__TESTO FORNITO__.
%%

La seconda posizione, coltivata attualmente, è quella secondo cui i diritti trovano il proprio fondamento solo nelle deliberazioni di un’assemblea di cittadini. Ma anche qui si evidenzia un’estrema fragilità. Se i diritti dell’uomo, infatti, trovano il loro fondamento unicamente nelle deliberazioni maggioritarie delle assemblee parlamentari, essi possono essere cambiati in ogni momento. Ne consegue che il dovere di rispettarli e perseguirli si allenta nella coscienza comune. I Governi e gli Organismi internazionali possono allora dimenticare l’oggettività e l’«indisponibilità» dei diritti. Quando ciò avviene, la buona politica, il vero sviluppo dei popoli e la pace sono messi in pericolo.

Per queste ragioni, è importante andare alla ricerca di un fondamento meno labile, ossia metapositivo ed etico, prestatuale, per i diritti, e procedere all’educazione della coscienza dei cittadini e dei popoli.

In una situazione di pluralismo culturale spesso divaricato e, quindi, con l’impossibilità pratica di una convergenza minima, si dice che ci si dovrebbe accontentare di omologare i diritti così come sono percepiti dall’ethos popolare vigente, spesso sfuocato o manipolato dai mezzi di comunicazione sociale.

Ma questa posizione, come già accennato, non istituisce un vaglio critico circa la rettitudine della coscienza popolare, ed espone alla registrazione del semplice dato storico. In questa linea si collocano l’americano Richard Rorty e gli italiani Gianni Vattimo e Norberto Bobbio, scomparso alcuni anni fa, il quale riteneva che la ricerca di un fondamento certo per i diritti fosse un’impresa disperata. E tuttavia, senza un tale fondamento i diritti non sarebbero incontrovertibili, bensì momenti passeggeri della coscienza storica. Non si potrebbe procedere a distinguere i veri diritti da quelli falsi.

Si è così di fronte a un bivio. O si ammette che i diritti sono controvertibili e pertanto mutevoli, o si procede alla ricerca di un fondamento certo per le norme morali e per i diritti.

Come insegnano la DSC e lo stesso Tommaso d’Aquino, il fondamento incontrovertibile della legge morale e dei diritti è da ricercare nell’essere umano, in quanto capax (non si tratta solo di capacità intellettuale, ma anche morale, sulla base della libertà e della responsabilità…) veri, boni et Dei.

Si può pensare che tutte le culture, pur diverse, accettano universalmente i diritti e li riconducono ad un fondamento certo, quando si riconoscano partecipi di una comune ricerca del vero bene umano, ricerca che può attingere la legge morale, la quale è seminata da Dio nelle coscienze. È nella capacità umana di perseguire la ricerca del bene, di riconoscerlo, di aderirvi liberamente orientandosi a Dio, che si trova il fondamento dell’inviolabilità della dignità della persona e dei suoi diritti. Tale fondamento, tra l’altro, fornisce la ragione della benevolenza e del rispetto dell’altro, della collaborazione ad imprese comuni, dell’inviolabilità delle regole di giustizia, che debbono consentire a ciascuno la ricerca dei beni necessari, ivi compreso il Bene sommo, Dio.

%%

__QUESITO SCRITTO 1__. Secondo il testo fornito, chi riteneva che la ricerca di un fondamento certo per i diritti fosse un'impresa disperata?
Il testo fornito e le righe sono materiali distinti.

__MATERIALE FORNITO__.
%%

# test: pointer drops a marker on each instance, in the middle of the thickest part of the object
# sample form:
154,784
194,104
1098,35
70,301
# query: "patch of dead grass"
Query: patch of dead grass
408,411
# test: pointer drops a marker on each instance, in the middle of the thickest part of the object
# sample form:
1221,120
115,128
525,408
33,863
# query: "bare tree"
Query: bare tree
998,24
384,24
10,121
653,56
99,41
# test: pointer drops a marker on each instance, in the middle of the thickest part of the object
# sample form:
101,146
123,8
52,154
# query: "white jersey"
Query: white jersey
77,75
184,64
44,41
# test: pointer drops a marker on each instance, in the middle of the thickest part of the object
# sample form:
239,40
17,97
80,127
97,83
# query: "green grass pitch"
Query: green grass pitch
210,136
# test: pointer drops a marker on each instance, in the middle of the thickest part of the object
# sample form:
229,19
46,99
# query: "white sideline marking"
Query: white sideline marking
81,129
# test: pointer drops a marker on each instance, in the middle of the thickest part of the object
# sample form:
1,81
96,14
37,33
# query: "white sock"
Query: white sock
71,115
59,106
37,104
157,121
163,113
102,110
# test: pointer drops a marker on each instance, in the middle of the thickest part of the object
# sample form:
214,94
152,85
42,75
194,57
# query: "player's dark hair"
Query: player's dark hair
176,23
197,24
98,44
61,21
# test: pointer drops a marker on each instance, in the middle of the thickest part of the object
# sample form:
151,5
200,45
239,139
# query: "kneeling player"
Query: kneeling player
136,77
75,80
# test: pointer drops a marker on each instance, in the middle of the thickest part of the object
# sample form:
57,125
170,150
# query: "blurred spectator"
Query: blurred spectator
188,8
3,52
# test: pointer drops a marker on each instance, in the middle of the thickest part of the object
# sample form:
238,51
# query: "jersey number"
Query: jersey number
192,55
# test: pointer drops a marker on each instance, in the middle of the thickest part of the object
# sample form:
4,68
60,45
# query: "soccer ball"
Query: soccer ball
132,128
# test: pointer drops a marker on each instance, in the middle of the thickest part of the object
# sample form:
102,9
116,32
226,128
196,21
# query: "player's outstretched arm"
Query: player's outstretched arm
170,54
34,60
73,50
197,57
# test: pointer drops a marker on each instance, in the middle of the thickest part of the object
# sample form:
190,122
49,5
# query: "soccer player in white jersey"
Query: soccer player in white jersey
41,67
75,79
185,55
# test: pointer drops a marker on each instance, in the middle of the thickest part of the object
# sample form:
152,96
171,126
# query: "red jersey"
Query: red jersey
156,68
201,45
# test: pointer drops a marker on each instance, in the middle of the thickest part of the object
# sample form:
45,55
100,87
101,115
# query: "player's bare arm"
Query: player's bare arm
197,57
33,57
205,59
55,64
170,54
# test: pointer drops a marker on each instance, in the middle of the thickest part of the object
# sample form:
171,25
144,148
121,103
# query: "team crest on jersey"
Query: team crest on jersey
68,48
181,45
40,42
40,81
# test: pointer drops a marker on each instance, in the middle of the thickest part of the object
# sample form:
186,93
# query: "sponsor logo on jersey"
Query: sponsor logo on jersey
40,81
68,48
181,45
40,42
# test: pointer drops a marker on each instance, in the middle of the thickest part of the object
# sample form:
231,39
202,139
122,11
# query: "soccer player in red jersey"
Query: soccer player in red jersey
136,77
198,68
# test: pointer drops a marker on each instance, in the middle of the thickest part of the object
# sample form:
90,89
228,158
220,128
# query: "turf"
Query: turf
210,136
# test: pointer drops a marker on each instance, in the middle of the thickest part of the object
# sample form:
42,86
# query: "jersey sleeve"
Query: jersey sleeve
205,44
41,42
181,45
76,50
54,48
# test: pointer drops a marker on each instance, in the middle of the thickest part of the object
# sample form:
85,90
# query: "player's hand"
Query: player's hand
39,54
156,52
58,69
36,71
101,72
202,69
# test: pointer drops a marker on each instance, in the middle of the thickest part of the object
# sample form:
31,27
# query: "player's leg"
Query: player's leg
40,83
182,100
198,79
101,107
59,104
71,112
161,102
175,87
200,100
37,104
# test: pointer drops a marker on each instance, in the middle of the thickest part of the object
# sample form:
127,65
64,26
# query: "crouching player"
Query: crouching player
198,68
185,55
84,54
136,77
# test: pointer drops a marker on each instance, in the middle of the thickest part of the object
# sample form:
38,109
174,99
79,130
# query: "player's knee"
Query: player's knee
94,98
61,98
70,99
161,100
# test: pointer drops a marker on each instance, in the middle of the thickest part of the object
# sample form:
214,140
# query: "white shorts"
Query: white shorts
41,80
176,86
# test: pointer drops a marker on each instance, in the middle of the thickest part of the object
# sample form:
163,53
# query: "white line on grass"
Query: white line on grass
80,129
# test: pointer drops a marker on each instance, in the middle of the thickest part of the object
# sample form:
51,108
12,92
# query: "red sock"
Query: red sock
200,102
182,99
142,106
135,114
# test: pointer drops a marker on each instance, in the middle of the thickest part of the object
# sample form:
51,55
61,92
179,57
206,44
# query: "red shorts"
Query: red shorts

%%

__QUESITO SCRITTO 2__. Riporta tutte le righe che contengono la parola "green".

__RISPOSTA COMPLETA 1__. Norberto Bobbio.

__RISPOSTA COMPLETA 2__.
# query: "green grass pitch"
Query: green grass pitch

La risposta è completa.